◆ **Source text**:
Wednesday, February 28, 2007

Another Blight on American Culture

This just in from the BBC, thanks to various restaurant chains, Americans now apparently indulge in "X-treme Eating." The Center for Science in the Public Interest has identified various creations on chain restaurant menus as "Hybrid horribles," each item often containing more than a day's worth of calories even for an appetizer and combining individually unhealthy items into one nutritionally obscene dish.

"Now we see lasagne with meatballs on top; ice cream with cookies, brownies, and candy mixed in; bacon cheeseburger pizzas, buffalo-chicken-stuffed quesadillas, and other hybrid horribles that are seemingly designed to promote obesity, heart disease, and stroke." says CSPI executive director Michael Jacobson.

The CSPI's main assertion is that first, restaurants should not be "competing with each other to make their appetizers, main courses, and desserts bigger, badder, and cheesier than ever before;" and second, that the chains should offer nutrition labeling on the menus.

The article features a lovely photo of an overweight American wearing a stocking cap, flannel shirt and looking like he just fell off the back of a muddy pickup in the middle of downtown New York. It's a lousy stereotype. It's not pretty. But, neither is the image of American conspicous consumption (re: gluttony) in the eyes of the world at large.

I am all for nutrition labeling on menus, or at least having the information available on request. If you are going to indulge, or over-indulge, you should do so consciously. And, for those not faint of heart (for more reasons than one), maybe those ingredient lists should have a bit of background on just how those industrial foods are produced. That would be truly conscious eating. Except, of course, for all of us multitudes of Americans who just fell off the back of a pickup and cannot read ...

But, I have to admit, once or twice a year, bacon cheeseburger pizza is SOOO good. Those little dill pickles and mustard with pizza sauce and cheese. The operative phrase is, once or twice a year, though. Knowingly, willingly, guiltlessly, and rarely. And not the whole damn pizza in a single sitting.

◆ **Task to carry out**:
Update the stretch of the blog post from "But, I have" through "a single sitting.", replacing "bacon cheeseburger pizza" with "buffalo-chicken-stuffed quesadilla".

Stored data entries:
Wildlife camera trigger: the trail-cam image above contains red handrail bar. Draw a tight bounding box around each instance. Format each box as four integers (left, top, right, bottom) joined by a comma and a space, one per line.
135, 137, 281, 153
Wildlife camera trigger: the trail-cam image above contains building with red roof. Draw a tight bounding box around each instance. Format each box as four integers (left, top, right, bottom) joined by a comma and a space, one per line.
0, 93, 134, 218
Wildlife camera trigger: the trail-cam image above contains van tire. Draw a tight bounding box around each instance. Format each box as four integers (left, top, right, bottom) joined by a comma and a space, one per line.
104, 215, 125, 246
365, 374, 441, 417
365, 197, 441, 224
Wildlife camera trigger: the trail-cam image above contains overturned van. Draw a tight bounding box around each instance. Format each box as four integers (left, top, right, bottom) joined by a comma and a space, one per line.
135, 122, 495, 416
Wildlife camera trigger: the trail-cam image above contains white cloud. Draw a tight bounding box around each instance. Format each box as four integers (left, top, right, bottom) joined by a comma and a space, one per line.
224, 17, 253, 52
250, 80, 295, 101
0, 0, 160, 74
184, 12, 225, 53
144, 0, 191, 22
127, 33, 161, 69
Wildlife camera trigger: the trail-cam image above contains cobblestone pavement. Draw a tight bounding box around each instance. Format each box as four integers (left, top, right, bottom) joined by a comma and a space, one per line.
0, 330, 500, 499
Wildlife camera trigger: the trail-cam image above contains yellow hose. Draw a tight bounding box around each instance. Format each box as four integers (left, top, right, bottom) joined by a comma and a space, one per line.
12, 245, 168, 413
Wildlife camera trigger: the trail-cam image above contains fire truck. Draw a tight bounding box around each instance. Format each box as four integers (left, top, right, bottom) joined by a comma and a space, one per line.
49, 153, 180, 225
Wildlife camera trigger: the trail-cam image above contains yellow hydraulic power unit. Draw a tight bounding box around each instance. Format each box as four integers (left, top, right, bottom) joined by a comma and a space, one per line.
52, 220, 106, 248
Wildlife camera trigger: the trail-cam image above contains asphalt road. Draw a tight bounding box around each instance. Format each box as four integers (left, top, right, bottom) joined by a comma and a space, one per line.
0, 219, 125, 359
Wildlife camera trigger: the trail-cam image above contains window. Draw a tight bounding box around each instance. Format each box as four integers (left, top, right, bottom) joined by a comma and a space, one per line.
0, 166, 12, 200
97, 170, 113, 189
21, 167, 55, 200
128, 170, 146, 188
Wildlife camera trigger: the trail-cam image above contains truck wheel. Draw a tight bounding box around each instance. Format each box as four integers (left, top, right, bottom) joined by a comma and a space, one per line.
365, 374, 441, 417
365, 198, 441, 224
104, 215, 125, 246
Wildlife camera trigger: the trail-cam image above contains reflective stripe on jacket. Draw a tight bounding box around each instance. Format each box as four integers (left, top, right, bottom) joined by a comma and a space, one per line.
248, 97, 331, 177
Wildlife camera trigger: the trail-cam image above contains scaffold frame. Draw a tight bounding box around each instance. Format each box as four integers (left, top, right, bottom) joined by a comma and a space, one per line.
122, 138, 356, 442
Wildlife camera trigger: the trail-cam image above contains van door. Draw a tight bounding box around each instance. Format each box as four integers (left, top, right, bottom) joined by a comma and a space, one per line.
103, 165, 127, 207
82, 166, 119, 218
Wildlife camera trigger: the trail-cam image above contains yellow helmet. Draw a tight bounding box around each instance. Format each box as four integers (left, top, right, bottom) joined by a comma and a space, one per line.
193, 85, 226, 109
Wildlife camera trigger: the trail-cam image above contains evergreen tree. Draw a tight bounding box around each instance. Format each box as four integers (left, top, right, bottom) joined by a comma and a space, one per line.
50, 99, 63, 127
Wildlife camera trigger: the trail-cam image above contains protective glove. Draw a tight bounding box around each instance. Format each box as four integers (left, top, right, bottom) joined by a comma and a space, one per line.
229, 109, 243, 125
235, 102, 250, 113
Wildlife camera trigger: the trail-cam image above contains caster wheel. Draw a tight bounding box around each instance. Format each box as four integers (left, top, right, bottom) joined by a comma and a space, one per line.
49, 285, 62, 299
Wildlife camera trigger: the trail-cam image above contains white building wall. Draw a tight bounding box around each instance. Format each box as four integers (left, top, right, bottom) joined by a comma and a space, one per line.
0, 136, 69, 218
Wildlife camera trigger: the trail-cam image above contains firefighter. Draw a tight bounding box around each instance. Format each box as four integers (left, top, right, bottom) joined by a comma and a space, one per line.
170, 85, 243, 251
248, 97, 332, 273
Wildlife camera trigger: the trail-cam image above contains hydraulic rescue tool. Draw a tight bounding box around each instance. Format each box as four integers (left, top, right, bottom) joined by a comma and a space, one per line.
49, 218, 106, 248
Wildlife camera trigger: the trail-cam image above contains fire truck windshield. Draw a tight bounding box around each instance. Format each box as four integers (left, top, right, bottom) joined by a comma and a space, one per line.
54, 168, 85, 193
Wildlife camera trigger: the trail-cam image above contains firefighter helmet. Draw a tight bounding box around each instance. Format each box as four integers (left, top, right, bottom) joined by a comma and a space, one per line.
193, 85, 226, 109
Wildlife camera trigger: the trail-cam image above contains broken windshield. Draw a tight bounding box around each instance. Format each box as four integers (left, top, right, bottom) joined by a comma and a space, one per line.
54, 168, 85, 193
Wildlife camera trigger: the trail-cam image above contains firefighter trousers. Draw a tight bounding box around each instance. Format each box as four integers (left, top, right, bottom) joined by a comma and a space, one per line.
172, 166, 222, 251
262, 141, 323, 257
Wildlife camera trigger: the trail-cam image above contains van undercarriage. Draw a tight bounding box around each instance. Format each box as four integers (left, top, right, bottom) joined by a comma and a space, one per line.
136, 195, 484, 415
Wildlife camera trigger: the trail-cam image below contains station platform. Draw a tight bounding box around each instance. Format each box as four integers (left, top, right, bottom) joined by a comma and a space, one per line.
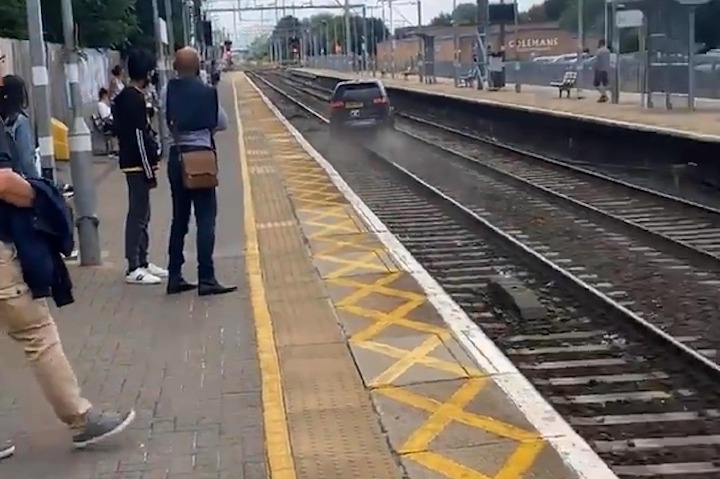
0, 73, 616, 479
299, 68, 720, 142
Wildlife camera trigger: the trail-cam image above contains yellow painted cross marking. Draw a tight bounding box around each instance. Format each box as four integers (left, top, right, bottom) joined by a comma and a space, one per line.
377, 378, 545, 479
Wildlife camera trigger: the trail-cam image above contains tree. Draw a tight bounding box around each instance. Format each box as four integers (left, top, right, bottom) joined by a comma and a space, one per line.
0, 0, 137, 48
452, 3, 477, 25
42, 0, 137, 48
430, 3, 477, 27
128, 0, 185, 51
271, 13, 390, 59
430, 12, 452, 27
0, 0, 27, 38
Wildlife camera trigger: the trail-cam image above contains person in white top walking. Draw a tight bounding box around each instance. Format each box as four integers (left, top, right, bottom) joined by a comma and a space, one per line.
108, 65, 125, 103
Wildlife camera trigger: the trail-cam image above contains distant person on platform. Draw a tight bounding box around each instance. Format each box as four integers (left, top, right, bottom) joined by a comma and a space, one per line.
108, 65, 125, 103
198, 61, 209, 85
160, 47, 237, 296
593, 39, 610, 103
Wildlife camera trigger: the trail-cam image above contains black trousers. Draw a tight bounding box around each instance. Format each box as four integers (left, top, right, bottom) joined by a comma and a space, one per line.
168, 146, 217, 284
125, 172, 150, 272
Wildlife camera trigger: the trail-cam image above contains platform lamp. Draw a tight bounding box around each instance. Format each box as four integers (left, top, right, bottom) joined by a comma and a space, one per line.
513, 0, 522, 93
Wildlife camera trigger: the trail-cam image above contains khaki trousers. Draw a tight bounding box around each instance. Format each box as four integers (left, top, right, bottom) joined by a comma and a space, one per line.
0, 242, 91, 429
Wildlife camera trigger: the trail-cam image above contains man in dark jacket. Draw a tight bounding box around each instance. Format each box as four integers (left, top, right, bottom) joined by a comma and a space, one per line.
0, 123, 135, 459
160, 47, 237, 296
112, 50, 167, 284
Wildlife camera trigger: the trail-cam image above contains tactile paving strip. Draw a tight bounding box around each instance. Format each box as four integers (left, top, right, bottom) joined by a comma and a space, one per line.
237, 79, 402, 479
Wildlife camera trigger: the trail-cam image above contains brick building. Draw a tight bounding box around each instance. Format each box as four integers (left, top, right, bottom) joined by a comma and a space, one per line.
377, 23, 597, 67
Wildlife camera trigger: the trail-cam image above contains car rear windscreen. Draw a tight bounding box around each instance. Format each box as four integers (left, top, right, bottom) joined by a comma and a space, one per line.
336, 83, 382, 102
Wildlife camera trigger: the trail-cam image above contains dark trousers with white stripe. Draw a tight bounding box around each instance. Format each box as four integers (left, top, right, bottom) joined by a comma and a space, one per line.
125, 172, 150, 272
168, 146, 217, 284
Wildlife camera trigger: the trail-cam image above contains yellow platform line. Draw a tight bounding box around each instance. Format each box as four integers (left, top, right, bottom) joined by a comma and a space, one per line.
232, 72, 297, 479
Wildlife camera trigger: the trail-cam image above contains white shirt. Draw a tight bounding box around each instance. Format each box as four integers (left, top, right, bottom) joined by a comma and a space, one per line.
110, 77, 125, 101
98, 101, 112, 120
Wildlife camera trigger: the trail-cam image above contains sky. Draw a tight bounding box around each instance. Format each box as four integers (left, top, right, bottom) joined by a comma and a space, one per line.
202, 0, 542, 46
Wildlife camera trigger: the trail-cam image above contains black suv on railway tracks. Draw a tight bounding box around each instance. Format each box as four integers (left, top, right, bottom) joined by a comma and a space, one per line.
330, 80, 395, 133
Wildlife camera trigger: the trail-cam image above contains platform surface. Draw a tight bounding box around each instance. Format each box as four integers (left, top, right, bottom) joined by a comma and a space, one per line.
0, 74, 615, 479
300, 68, 720, 142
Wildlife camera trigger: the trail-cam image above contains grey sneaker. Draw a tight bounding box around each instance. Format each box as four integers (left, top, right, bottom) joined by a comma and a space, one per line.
0, 441, 15, 460
73, 409, 135, 449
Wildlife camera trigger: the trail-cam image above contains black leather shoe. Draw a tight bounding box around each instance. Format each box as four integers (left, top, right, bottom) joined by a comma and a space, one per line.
198, 282, 237, 296
166, 278, 197, 294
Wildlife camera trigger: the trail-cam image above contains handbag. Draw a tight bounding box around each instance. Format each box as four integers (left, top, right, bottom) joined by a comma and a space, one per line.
172, 126, 218, 190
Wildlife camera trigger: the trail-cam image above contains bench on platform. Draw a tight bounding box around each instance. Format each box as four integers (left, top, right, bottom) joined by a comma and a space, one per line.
90, 113, 113, 154
550, 70, 577, 98
458, 72, 475, 88
402, 68, 418, 80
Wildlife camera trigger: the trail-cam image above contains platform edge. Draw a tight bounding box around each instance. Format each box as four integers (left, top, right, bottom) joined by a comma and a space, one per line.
292, 69, 720, 143
247, 77, 618, 479
232, 78, 297, 479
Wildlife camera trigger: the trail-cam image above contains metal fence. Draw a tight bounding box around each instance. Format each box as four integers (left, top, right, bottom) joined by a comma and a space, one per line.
307, 55, 720, 98
0, 38, 120, 123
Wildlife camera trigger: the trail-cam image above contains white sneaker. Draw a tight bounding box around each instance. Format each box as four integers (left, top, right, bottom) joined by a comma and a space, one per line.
145, 263, 168, 278
125, 268, 162, 284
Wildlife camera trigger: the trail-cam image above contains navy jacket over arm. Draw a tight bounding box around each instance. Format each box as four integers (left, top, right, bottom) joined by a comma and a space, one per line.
0, 178, 74, 307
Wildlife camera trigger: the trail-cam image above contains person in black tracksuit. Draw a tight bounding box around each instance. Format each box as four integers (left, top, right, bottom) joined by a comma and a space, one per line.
112, 51, 168, 284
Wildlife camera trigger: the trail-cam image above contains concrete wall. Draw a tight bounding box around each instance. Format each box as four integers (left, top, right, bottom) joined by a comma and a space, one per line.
0, 38, 120, 123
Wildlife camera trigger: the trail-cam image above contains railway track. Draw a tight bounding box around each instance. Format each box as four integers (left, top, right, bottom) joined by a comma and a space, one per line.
246, 69, 720, 479
276, 71, 720, 360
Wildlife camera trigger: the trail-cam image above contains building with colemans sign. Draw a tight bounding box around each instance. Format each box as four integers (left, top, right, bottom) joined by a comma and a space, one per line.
377, 23, 598, 67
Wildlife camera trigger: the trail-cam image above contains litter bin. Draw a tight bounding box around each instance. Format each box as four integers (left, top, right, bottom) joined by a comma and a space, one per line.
50, 118, 70, 161
490, 67, 505, 88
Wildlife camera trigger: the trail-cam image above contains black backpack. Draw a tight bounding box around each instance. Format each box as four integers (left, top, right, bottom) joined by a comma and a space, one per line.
0, 117, 21, 173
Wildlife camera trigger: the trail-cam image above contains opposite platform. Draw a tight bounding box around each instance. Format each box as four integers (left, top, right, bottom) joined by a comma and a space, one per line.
232, 74, 615, 479
298, 68, 720, 142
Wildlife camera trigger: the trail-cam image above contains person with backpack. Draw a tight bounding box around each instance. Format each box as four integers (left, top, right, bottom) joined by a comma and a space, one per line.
0, 94, 135, 462
0, 75, 42, 178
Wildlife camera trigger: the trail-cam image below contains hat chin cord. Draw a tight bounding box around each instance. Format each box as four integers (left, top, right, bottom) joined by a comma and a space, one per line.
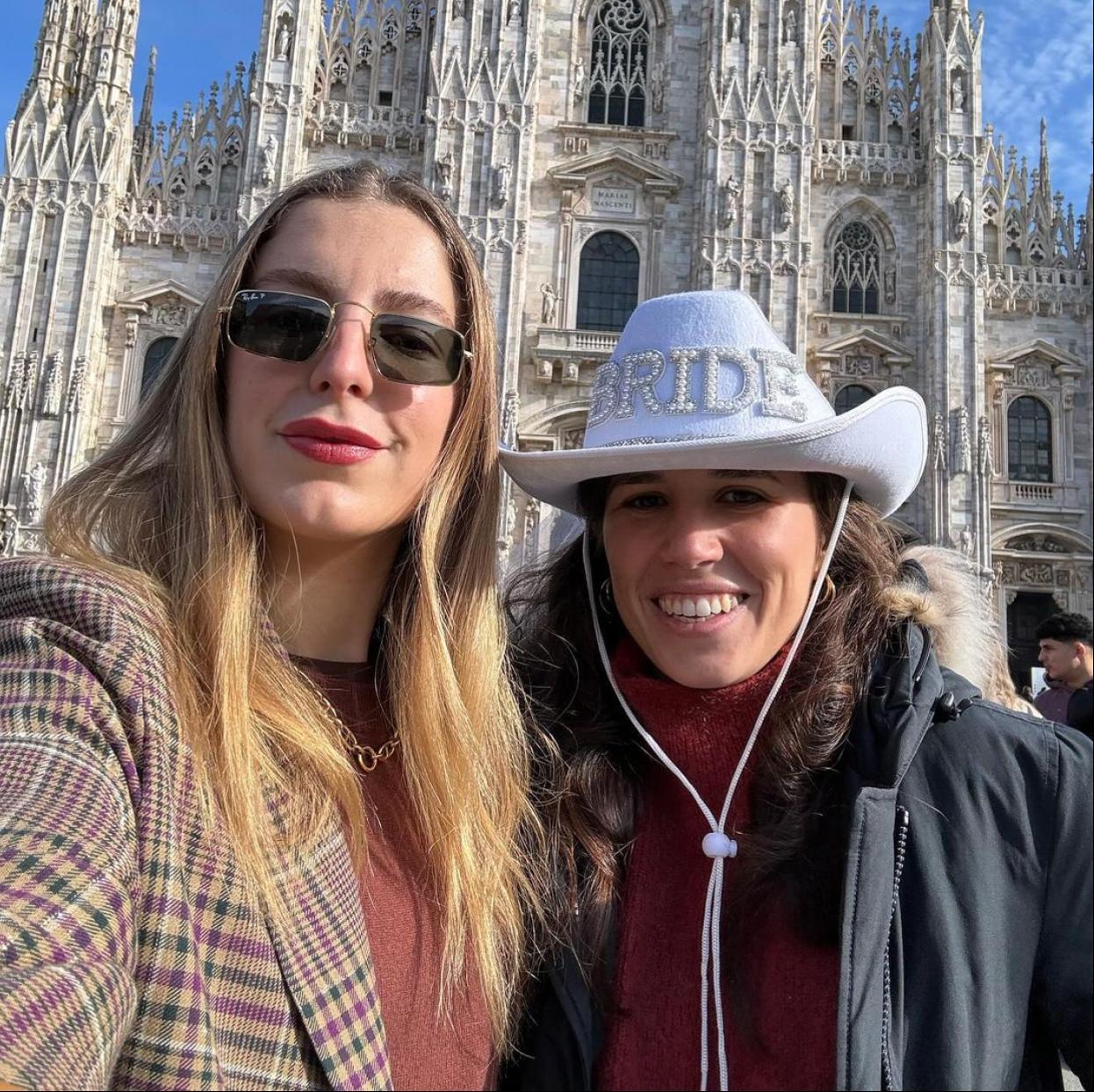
582, 481, 853, 1092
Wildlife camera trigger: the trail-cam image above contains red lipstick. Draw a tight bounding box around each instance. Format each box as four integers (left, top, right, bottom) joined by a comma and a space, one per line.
281, 417, 384, 466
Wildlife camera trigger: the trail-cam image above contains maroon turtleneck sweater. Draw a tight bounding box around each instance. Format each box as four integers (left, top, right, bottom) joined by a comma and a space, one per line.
596, 640, 839, 1090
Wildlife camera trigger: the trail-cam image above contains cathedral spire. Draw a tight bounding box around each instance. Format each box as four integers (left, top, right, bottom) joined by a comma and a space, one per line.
133, 46, 159, 184
1038, 119, 1053, 197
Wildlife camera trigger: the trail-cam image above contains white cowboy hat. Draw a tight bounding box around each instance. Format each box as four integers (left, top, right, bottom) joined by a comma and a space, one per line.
501, 291, 926, 515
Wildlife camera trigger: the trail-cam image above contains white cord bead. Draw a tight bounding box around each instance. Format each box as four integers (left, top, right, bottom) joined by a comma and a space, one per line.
702, 830, 738, 857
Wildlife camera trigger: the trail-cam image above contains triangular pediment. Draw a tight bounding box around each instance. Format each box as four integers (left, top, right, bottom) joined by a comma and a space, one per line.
547, 147, 684, 194
119, 278, 205, 307
990, 337, 1082, 370
812, 329, 913, 364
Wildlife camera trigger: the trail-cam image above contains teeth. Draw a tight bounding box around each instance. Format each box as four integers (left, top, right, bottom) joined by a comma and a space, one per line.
658, 594, 738, 618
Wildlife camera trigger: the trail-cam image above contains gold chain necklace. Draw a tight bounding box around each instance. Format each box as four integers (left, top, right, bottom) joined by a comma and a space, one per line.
297, 667, 399, 773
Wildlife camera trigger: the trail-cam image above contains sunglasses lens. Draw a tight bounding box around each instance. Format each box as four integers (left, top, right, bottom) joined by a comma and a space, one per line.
372, 315, 464, 386
227, 291, 330, 361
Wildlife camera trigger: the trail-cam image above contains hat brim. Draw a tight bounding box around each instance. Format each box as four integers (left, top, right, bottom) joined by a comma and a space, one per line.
500, 387, 926, 515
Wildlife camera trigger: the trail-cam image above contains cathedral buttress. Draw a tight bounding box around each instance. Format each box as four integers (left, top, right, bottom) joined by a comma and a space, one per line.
0, 0, 139, 548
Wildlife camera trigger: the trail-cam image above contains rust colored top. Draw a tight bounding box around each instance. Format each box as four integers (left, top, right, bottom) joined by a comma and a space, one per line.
295, 658, 495, 1088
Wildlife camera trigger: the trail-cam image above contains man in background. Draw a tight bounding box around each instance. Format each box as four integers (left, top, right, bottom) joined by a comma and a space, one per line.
1033, 614, 1094, 737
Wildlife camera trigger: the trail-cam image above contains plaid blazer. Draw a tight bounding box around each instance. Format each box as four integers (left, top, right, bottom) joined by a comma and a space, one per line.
0, 558, 391, 1088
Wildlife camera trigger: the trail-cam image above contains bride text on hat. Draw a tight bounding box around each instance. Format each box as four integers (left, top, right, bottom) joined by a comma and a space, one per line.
587, 346, 806, 427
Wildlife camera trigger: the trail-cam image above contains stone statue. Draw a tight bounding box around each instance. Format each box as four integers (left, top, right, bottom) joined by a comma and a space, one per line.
435, 149, 454, 201
501, 390, 521, 448
779, 178, 795, 231
717, 174, 741, 231
490, 160, 513, 205
957, 523, 975, 558
0, 509, 18, 557
41, 352, 61, 417
975, 417, 996, 478
782, 8, 797, 45
274, 22, 292, 61
258, 133, 277, 186
650, 61, 666, 114
22, 463, 49, 523
730, 8, 741, 41
65, 356, 88, 413
953, 190, 973, 240
950, 72, 965, 114
539, 284, 558, 326
931, 413, 948, 471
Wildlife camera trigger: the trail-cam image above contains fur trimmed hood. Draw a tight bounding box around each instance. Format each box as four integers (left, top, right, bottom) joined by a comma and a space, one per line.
889, 546, 1040, 715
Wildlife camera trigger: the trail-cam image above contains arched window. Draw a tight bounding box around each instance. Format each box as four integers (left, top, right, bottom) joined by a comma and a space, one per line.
588, 0, 650, 128
831, 220, 881, 315
1006, 395, 1053, 481
140, 337, 178, 399
578, 231, 637, 330
836, 383, 874, 413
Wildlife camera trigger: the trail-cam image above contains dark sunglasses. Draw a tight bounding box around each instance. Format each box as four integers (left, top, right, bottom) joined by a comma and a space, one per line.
220, 288, 471, 386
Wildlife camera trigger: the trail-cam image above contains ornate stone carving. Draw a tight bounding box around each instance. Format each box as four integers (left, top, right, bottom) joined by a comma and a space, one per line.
22, 462, 49, 523
1014, 363, 1053, 391
950, 190, 973, 241
501, 390, 521, 448
1005, 534, 1071, 554
0, 507, 18, 557
539, 284, 558, 326
65, 356, 88, 413
151, 298, 191, 329
490, 160, 513, 205
274, 14, 293, 61
573, 57, 586, 103
41, 352, 61, 417
931, 412, 950, 472
782, 6, 797, 45
729, 8, 741, 41
1018, 561, 1053, 585
717, 174, 741, 231
258, 133, 279, 186
950, 71, 965, 114
778, 178, 795, 231
435, 149, 454, 201
954, 406, 973, 474
975, 417, 996, 478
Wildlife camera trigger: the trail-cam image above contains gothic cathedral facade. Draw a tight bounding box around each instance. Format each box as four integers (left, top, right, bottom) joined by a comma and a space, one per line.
0, 0, 1094, 662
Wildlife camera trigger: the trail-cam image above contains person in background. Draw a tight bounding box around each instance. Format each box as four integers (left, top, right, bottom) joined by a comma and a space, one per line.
1033, 613, 1094, 737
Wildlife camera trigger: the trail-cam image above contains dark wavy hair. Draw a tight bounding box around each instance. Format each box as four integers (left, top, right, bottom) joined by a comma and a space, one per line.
507, 474, 902, 984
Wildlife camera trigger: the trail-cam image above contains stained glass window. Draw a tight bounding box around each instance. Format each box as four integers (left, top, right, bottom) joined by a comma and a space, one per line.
1006, 395, 1053, 481
578, 231, 637, 329
836, 383, 874, 413
588, 0, 650, 128
831, 220, 881, 315
140, 337, 178, 399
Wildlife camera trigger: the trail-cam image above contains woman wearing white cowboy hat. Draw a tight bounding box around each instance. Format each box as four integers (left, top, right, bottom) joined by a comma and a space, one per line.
502, 292, 1094, 1088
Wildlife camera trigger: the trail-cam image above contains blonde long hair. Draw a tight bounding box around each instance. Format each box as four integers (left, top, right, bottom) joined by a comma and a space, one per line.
46, 163, 543, 1048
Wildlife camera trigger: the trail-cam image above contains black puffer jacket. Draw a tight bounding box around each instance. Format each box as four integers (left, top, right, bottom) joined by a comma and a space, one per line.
503, 622, 1094, 1088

◆ **Response for this exercise**:
But, I have to admit, once or twice a year, buffalo-chicken-stuffed quesadilla is SOOO good. Those little dill pickles and mustard with pizza sauce and cheese. The operative phrase is, once or twice a year, though. Knowingly, willingly, guiltlessly, and rarely. And not the whole damn pizza in a single sitting.